### What you have to do
Reproduce verbatim the stretch from the line that contains "Where can you see the vase" through the end of the records, both ends included.

### Data for this task
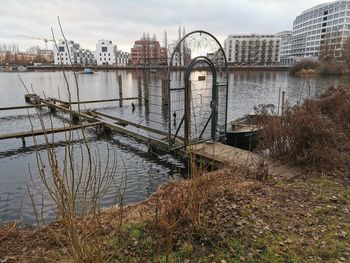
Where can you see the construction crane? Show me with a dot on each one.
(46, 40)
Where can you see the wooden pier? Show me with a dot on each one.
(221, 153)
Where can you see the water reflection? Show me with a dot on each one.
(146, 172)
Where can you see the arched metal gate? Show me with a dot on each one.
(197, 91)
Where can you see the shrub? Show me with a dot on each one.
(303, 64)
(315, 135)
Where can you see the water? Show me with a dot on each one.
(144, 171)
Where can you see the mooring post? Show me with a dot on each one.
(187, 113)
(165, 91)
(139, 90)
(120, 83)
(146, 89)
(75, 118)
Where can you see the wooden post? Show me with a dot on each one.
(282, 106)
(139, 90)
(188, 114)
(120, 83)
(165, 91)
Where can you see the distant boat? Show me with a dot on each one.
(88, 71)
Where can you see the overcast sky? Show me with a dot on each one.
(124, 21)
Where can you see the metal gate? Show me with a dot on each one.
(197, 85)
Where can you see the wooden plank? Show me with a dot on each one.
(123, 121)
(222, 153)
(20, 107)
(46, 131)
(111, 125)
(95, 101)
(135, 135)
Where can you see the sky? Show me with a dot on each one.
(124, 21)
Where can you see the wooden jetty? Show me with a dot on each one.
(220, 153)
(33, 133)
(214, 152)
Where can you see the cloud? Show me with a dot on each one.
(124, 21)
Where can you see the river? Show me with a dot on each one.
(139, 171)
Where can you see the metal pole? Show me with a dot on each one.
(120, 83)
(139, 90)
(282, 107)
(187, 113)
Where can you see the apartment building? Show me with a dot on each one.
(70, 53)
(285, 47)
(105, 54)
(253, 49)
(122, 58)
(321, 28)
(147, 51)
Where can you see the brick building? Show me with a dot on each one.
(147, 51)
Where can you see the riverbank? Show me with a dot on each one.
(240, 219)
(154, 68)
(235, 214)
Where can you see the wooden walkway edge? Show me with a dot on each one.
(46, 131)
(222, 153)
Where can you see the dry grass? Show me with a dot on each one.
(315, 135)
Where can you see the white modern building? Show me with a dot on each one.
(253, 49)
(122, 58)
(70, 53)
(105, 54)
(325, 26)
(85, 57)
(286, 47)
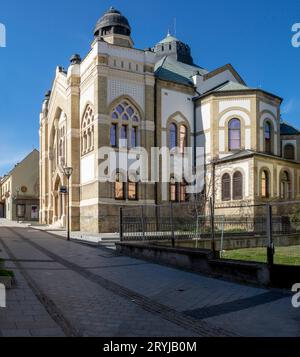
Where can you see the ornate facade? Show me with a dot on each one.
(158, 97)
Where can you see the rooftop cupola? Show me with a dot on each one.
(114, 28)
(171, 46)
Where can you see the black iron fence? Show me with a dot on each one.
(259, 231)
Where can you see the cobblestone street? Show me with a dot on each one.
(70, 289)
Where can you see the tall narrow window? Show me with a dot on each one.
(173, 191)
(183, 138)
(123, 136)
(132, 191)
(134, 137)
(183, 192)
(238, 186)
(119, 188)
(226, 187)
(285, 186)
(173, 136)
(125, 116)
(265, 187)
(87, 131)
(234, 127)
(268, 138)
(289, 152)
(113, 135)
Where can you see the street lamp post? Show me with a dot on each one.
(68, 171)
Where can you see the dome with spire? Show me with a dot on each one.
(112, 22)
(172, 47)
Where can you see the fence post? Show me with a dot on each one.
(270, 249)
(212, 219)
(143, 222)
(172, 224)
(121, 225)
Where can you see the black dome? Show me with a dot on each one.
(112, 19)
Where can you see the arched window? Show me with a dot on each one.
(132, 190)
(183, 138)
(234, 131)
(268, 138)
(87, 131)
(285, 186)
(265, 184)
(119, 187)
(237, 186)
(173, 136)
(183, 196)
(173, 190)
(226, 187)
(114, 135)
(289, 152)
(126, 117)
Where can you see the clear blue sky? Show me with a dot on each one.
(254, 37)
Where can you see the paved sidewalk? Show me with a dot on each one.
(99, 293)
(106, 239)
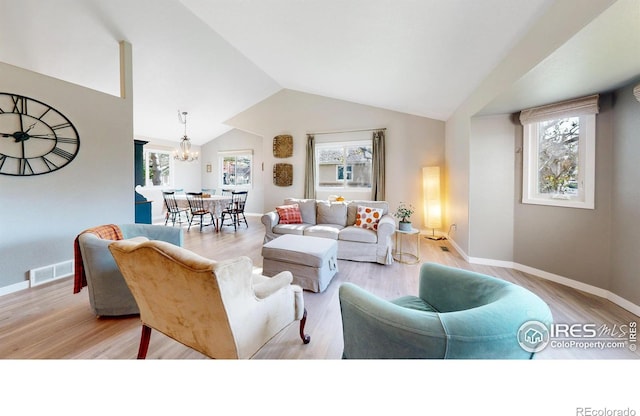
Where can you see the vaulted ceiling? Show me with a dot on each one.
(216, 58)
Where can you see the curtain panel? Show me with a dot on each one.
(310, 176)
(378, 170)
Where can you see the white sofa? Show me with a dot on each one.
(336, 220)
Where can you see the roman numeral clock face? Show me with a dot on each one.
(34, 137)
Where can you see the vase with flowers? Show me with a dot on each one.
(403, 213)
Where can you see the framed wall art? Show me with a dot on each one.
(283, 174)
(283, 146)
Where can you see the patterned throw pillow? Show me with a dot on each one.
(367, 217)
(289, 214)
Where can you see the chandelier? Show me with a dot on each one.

### Written response
Where can you see the vase with flowers? Show me with a dot on each one.
(403, 213)
Where can you see the framed wall art? Show me with a dot on each one.
(283, 174)
(283, 146)
Where can you see the patterned throw pillow? Show me with a dot on each one.
(367, 217)
(289, 214)
Where can you see the chandelier? Show me with a dot on each one.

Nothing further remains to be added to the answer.